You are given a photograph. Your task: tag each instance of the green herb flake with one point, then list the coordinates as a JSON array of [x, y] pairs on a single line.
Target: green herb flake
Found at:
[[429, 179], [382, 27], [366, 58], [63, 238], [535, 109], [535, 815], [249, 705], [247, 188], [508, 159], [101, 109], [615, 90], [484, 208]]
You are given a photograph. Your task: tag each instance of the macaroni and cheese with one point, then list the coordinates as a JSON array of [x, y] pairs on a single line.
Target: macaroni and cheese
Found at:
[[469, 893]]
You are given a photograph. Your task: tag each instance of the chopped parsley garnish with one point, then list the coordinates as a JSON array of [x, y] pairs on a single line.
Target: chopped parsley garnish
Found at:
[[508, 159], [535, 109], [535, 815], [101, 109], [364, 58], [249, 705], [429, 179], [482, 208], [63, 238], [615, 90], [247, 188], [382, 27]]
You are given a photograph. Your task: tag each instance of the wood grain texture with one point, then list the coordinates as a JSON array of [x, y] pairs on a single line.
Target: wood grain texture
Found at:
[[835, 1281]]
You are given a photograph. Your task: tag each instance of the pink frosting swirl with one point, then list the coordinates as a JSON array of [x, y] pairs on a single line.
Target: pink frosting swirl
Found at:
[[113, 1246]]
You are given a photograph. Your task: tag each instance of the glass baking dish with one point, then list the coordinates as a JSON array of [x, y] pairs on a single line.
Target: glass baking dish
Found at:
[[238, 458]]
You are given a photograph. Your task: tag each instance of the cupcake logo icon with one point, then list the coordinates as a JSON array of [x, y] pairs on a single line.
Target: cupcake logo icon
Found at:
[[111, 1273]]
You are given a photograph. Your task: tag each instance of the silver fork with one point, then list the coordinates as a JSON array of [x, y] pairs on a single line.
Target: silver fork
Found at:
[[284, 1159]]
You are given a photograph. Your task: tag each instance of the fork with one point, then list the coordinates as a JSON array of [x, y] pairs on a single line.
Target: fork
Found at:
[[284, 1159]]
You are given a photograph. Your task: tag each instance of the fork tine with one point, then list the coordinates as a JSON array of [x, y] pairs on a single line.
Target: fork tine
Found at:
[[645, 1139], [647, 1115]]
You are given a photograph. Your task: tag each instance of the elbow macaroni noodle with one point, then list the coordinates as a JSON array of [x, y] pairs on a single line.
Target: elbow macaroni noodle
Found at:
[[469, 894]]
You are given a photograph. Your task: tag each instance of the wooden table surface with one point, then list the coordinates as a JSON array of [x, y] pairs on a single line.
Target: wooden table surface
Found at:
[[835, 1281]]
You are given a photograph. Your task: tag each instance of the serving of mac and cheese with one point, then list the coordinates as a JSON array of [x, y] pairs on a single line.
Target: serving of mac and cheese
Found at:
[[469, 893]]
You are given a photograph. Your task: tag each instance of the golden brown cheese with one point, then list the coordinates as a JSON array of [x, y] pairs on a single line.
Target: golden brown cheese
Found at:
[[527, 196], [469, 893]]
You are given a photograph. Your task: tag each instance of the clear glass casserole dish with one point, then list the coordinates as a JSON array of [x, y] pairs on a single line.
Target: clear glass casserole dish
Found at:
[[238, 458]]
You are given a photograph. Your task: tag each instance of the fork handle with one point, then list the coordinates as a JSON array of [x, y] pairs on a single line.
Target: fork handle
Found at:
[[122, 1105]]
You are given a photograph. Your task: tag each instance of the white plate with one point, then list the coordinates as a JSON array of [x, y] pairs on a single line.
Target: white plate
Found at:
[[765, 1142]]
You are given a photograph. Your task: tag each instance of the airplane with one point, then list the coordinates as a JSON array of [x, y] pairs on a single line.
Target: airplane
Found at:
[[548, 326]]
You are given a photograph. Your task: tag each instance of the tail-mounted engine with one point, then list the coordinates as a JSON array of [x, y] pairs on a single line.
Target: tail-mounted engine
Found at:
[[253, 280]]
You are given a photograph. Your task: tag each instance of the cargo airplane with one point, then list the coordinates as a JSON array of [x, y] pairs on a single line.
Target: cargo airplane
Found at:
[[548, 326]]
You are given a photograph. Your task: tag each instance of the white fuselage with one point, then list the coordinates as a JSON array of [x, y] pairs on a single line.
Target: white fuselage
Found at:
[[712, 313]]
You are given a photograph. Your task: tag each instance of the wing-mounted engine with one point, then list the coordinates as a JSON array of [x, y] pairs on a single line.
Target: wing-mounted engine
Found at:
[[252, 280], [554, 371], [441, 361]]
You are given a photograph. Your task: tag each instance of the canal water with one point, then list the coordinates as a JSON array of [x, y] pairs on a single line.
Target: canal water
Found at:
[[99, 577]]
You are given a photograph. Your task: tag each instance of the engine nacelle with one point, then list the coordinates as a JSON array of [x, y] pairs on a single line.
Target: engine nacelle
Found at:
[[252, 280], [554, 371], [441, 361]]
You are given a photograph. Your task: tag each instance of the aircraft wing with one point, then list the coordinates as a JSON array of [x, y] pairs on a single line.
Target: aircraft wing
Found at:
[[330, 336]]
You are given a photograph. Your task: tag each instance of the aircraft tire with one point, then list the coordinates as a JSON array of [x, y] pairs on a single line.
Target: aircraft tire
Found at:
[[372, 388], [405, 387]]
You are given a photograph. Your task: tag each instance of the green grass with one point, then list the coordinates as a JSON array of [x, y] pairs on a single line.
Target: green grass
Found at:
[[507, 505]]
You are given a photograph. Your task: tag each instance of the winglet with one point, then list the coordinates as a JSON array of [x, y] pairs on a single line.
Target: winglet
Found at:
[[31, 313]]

● Work to do
Convert every one of the records above into a two-column CSV with the header row input,output and one row per record. Put the record's text in input and its answer in output, each as a single double-quoted field with line breaks replaced by spaces.

● In response
input,output
"You are given a photograph. Your task: tag each instance of the green herb flake with one point, then list the coordinates as a JSON array of [x, y] pairs on a single line. Target: green herb flake Found at:","[[429, 179], [382, 27], [366, 58], [63, 238], [535, 109], [535, 815], [249, 705], [247, 188], [508, 159], [101, 109], [615, 90], [484, 208]]"
"You are given a photograph. Your task: tag each instance of the macaroni and cheese with one point, then list the coordinates as a JSON array of [x, y] pairs on a single line. Target: macaroni and cheese Found at:","[[469, 893]]"
"You are given a photograph. Your task: tag each instance of the chopped parsley garnish with one point, then list the coordinates as a JSON array of [x, y] pairs on a single line. Target: chopped parsley garnish Found at:","[[508, 159], [535, 109], [535, 815], [101, 109], [364, 58], [249, 705], [429, 179], [482, 208], [63, 238], [615, 90], [247, 188], [382, 27]]"
"You are given a photograph. Your task: tag each instance of the wood grain texture with one point, then list the coordinates as a JSON array of [x, y] pairs on a single line. Target: wood grain texture Found at:","[[835, 1281]]"
"You are given a photograph. Your task: tag each instance of the pink frosting swirl with one point, then list the coordinates as a JSON array of [x, y] pairs on a single line. Target: pink frosting swirl Found at:","[[113, 1246]]"
"You are given a photograph. Your task: tag each instance of the glass baking dish with one point, then list the coordinates as a JSON array of [x, y] pairs on a single line. Target: glass baking dish Found at:","[[238, 458]]"
"You are given a photograph. Your task: tag each instance of the cupcake logo icon with one point, then list the coordinates as a JSON array of [x, y] pairs on a single line. Target: cupcake logo icon Found at:","[[111, 1273]]"
"You are given a photograph. Your task: tag each instance of the silver fork with one point, then list the coordinates as a JSON array of [x, y] pairs on a single line. Target: silver fork Found at:","[[284, 1159]]"
"You are given a photograph. Your task: tag each instance of the fork with one point, then list the coordinates as a JSON array of [x, y] pairs on a single line. Target: fork Found at:","[[284, 1159]]"
"You are given a photograph. Your task: tag each instance of the fork tine with one point, then list the coordinates as a JSON array of [x, y] pairs on a single line. Target: fork tine Found at:","[[645, 1139], [647, 1115]]"
"You are given a photograph. Your task: tag each instance of the elbow macaroni noodle with one point, then list the coordinates as a JSON array of [x, y] pairs on a single line. Target: elbow macaroni noodle Found at:","[[469, 894]]"
"You are given a photograph. Your task: tag each instance of the wooden table surface with one point, then list the coordinates as a JSON array of [x, y] pairs on a single line. Target: wooden table surface Found at:","[[835, 1281]]"
"You are given a photograph. Your task: tag each instance of the serving of mac and cheese with one point, then list the coordinates as a JSON array of [x, y] pairs on a single line. Target: serving of mac and cheese Found at:","[[469, 893]]"
"You are given a photograph. Your task: tag each instance of the golden brown cheese with one point, then list the coordinates as a JSON array of [x, y] pairs on a single line. Target: golden brown cheese Found at:","[[527, 196], [469, 893]]"
"You are given a photograph. Your task: tag each instance of the clear glass casserole dish with one point, then list the coordinates as a JSON array of [x, y] pairs on a single line. Target: clear glass casserole dish Found at:","[[238, 458]]"
"You are given a photograph. Your task: tag each instance of the fork handle with one point, then list the coordinates as a JSON array of [x, y] pairs on a single line. Target: fork handle Found at:","[[122, 1105]]"
"You are given a photograph. Your task: tag each instance of the white plate with one point, then list the coordinates as a JSON array of [x, y] pairs on a single line. Target: white plate Found at:","[[765, 1142]]"
"You are given a photograph. Your task: tag each instance of the airplane with one point, then list the coordinates as a JSON array of [x, y] pairs on a single line. Target: airplane Found at:","[[548, 326]]"
"You are given a photograph. Your task: tag each instance of the tail-mounted engine with one point, then list the coordinates as a JSON array of [x, y] pairs on a single line. Target: tail-mounted engine Found at:","[[253, 280]]"
"You are given a photograph. Your task: tag each instance of the cargo airplane with one point, then list the coordinates as a JSON array of [x, y] pairs on a single line. Target: cargo airplane Found at:","[[548, 326]]"
"You are given a photograph. Your task: tag each instance of the white fuselage with one point, then list the coordinates as a JSON array of [x, y] pairs on a single line. Target: white fuselage Found at:","[[712, 313]]"
"You are given a photograph. Your task: tag each instance of the wing-mounted engine with one point, then list the coordinates as a JSON array of [x, y] pairs on a single line. Target: wing-mounted engine Found at:","[[252, 280], [554, 371], [441, 361]]"
"You are given a photograph. Your task: tag each instance of the canal water with one point, then list the coordinates as a JSON array of [x, y] pairs on a single line. Target: canal water Found at:","[[99, 577]]"
"You are given a photograph. Your task: tag each instance of the engine nacelle with one point, then list the coordinates as a JSON array of [x, y] pairs on a single line. Target: engine nacelle Found at:","[[252, 280], [554, 371], [441, 361]]"
"You are given a photograph. Your task: tag each instance of the aircraft wing with one point, then list the coordinates as a JSON array of [x, y] pairs on a single line. Target: aircraft wing Found at:","[[330, 336]]"
"You are given a photograph. Your task: tag each instance of the aircraft tire with one point, then list the coordinates as a JSON array of [x, y] pairs on a single line. Target: aircraft tire Found at:","[[372, 388], [405, 387]]"
"You are given a photograph. Your task: tag each instance of the green grass with one point, then list the coordinates as a JSON array of [x, y] pairs on a single line. Target: green grass Found at:","[[507, 505]]"
"You are given a photograph. Your task: tag each instance of the winglet with one point, then list the coordinates as a JSON array of [x, y] pairs on a single line. Target: winglet Found at:","[[31, 313]]"